Express every line of the data below as a JSON list of strings, one string per line, leaving out the blank lines.

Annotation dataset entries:
========================
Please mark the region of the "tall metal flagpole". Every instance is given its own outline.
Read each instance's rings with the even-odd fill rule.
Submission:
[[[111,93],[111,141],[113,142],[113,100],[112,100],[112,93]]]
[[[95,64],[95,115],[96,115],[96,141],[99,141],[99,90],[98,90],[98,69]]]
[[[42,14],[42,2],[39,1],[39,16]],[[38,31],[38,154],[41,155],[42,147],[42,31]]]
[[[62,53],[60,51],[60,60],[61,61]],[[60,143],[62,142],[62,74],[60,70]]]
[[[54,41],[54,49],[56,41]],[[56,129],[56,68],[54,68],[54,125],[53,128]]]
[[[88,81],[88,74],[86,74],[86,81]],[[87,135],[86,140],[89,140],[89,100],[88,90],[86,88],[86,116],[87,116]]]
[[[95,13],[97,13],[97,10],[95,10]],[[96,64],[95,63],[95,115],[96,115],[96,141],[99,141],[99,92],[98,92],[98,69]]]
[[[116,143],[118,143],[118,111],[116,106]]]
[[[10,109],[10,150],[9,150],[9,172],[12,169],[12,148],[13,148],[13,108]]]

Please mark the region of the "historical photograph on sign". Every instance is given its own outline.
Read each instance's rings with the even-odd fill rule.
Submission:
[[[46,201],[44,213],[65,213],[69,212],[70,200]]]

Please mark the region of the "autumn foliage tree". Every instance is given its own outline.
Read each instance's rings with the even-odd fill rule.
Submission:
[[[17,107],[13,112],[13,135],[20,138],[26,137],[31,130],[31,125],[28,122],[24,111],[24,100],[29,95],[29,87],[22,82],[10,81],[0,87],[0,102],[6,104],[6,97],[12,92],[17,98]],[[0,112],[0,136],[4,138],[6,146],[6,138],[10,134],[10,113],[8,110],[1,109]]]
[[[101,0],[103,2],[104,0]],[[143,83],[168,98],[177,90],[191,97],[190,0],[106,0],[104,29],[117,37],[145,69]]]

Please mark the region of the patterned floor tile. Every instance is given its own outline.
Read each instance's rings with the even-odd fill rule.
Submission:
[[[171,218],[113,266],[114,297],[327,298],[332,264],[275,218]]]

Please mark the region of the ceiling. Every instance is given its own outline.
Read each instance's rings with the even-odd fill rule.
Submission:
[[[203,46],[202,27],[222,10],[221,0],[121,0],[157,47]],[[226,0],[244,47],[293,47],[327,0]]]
========================
Exercise response —
[
  "Please mark the region of the \"tall metal flagpole\". Every instance is given its own outline.",
  "Read each instance's rings with the even-odd fill rule.",
  "Submission:",
  "[[[111,93],[111,141],[113,142],[113,100],[112,100],[112,93]]]",
  "[[[95,64],[95,115],[96,115],[96,141],[99,141],[99,90],[98,90],[98,69]]]",
  "[[[42,14],[42,2],[39,1],[39,16]],[[38,31],[38,154],[41,155],[42,147],[42,31]]]",
  "[[[62,53],[60,51],[60,60],[61,61]],[[60,143],[62,142],[62,74],[60,70]]]",
  "[[[54,41],[54,49],[56,41]],[[56,129],[56,68],[54,68],[54,125],[53,128]]]",
  "[[[88,81],[88,74],[86,74],[86,81]],[[87,135],[86,140],[89,140],[89,100],[88,90],[86,88],[86,116],[87,116]]]",
  "[[[95,13],[97,13],[97,10],[95,10]],[[96,64],[95,63],[95,115],[96,115],[96,141],[99,141],[99,92],[98,92],[98,69]]]",
  "[[[116,143],[118,143],[118,111],[116,106]]]",
  "[[[10,109],[10,150],[9,150],[9,172],[12,169],[12,148],[13,148],[13,108]]]",
  "Please mark the region of the \"historical photograph on sign\". Every instance is given its own outline.",
  "Read each instance's rings with the even-odd fill rule.",
  "Submission:",
  "[[[46,201],[44,213],[65,213],[69,212],[70,200]]]",
  "Please mark the region of the \"autumn foliage tree\". Every instance is given its own outline.",
  "Read each instance's rings with the even-odd fill rule.",
  "Submission:",
  "[[[17,107],[13,112],[13,135],[20,138],[26,137],[31,130],[31,125],[28,122],[24,111],[24,100],[29,95],[29,87],[22,82],[10,81],[0,87],[0,102],[6,104],[6,97],[12,92],[17,98]],[[0,112],[0,136],[4,138],[6,146],[6,138],[10,134],[10,113],[8,110],[1,109]]]",
  "[[[101,0],[103,2],[104,0]],[[143,83],[168,98],[177,90],[191,97],[190,0],[106,0],[104,29],[117,37],[145,69]]]",
  "Please mark the region of the patterned floor tile. Every instance is given its own outline.",
  "Read each instance's rings with the even-odd fill rule.",
  "Submission:",
  "[[[171,218],[113,266],[114,297],[327,298],[332,264],[275,218]]]",
  "Please mark the region of the ceiling. Every instance is given its own outline.",
  "Read each instance's rings with the even-odd fill rule.",
  "Submission:",
  "[[[203,46],[202,27],[222,10],[221,0],[121,0],[157,47]],[[226,0],[244,47],[293,47],[327,0]]]"
]